> [Given passage]
+-------+
You guess? Again, buy a boost gauge or a VAG COM. Then you'll KNOW if the chip is working. And why are you building a head? For a stock turbo on a 2.1, rev'ing to 9K won't help you.


----------



## mbaron (Aug 21, 2008)

jedge1.8t said:


> At the light i burned him pretty bad



I like my car, I don't street race it. If it ends up in a police auction, let me know, I could use some spare parts.


----------



## jason bouchard (Aug 25, 2005)

racing from a roll is stupid, our cars are best from a stop anyway. I ran completely stock about a week after i bought it at 14.2 with a 2.0 60' @ englishtown TRACK maybe you need some practice ?



even if he did beat you . . . its still a Civic


----------



## mbaron (Aug 21, 2008)

jason bouchard said:


> racing from a roll is stupid, our cars are best from a stop anyway.


Wouldn't a rolling start mean that the turbo is already spooling (if driven correctly) and that would give you an advantage over a standing start where there is no load on the turbo? I am genuinely asking this because that is what I always thought, not trying to be a dick, like in my last post.


----------



## 20v master (May 7, 2009)

mbaron said:


> Wouldn't a rolling start mean that the turbo is already spooling (if driven correctly) and that would give you an advantage over a standing start where there is no load on the turbo? I am genuinely asking this because that is what I always thought, not trying to be a dick, like in my last post.


It's not spooled until you're making target boost. It gets there a lot quicker if the rpms are at 3K when you go WOT than if you're at idle though.


----------



## jedge1.8t (Jan 27, 2012)

plugs and vag-log are my plans today.

im building a 2.1 stroker with a BT, running E85

right now I got the top half of the engine, mounts, E85 steel fuel lines and fuel pump.

working on the bottom half of the engine then selecting my turbo. pretty sure it will be gtx 3071r


----------



## EuroSpic_TT (Apr 24, 2012)

:banghead: this post is just extremely sad, a bone stock tt shouldnt lose to that civic :screwy:


----------



## EuroSpic_TT (Apr 24, 2012)

and the fact that your building a 2.1l stroker, and dont know if your chip is working is pretty disturbing just my oppinion :what:


----------



## TXR32 (Jun 4, 2006)

EuroSpic_TT said:


> :banghead: this post is just extremely sad, a bone stock tt shouldnt lose to that civic :screwy:


Agreed, the 225 TT QC is hands down a better performing car than said Civic in all categories expect weight. Even with it being heavier it should still just make that Honda look really silly in all types of races. 

A flash alone on a 225 would make it a no contest imho. check for boost leaks etc.


----------



## jedge1.8t (Jan 27, 2012)

Did a log run today, with the brake lights on. 

3rd gear - 2380mbar actual @ 3920rpms
4th gear - 1950mbar actual @ 3920rpms

no faults or anything either. just "could be better" idle and a coolant temp going to the next notch occasionally are my only seen problems.

the chip is definitly working. i was just doubting it because a civic pulled on me.
I like the vtec motors, there very good engines, but a N/A shouldnt win a TC 4banger in my mind.


----------



## jedge1.8t (Jan 27, 2012)
+-------+
> [Stated exercise A]
Change the part of the thread that opens with the words containing "It's not spooled" and closes with "and fuel pump.", putting "intercooler" where "fuel pump" stands.
> [Stated exercise B]
Answer these questions from the thread:
(i) At which track did jason bouchard run 14.2 with a completely stock car?
(ii) Which turbo is jedge1.8t pretty sure he will select?
(iii) What actual boost did the log run show in 4th gear?

> [Provided material]
+-------+
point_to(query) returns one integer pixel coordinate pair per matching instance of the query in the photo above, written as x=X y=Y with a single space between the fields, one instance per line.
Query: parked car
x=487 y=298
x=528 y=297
+-------+
> [Result A]
It's not spooled until you're making target boost. It gets there a lot quicker if the rpms are at 3K when you go WOT than if you're at idle though.


----------



## jedge1.8t (Jan 27, 2012)

plugs and vag-log are my plans today.

im building a 2.1 stroker with a BT, running E85

right now I got the top half of the engine, mounts, E85 steel fuel lines and intercooler.

> [Result B]
(i) Englishtown.
(ii) The gtx 3071r.
(iii) 1950 mbar at 3920 rpm.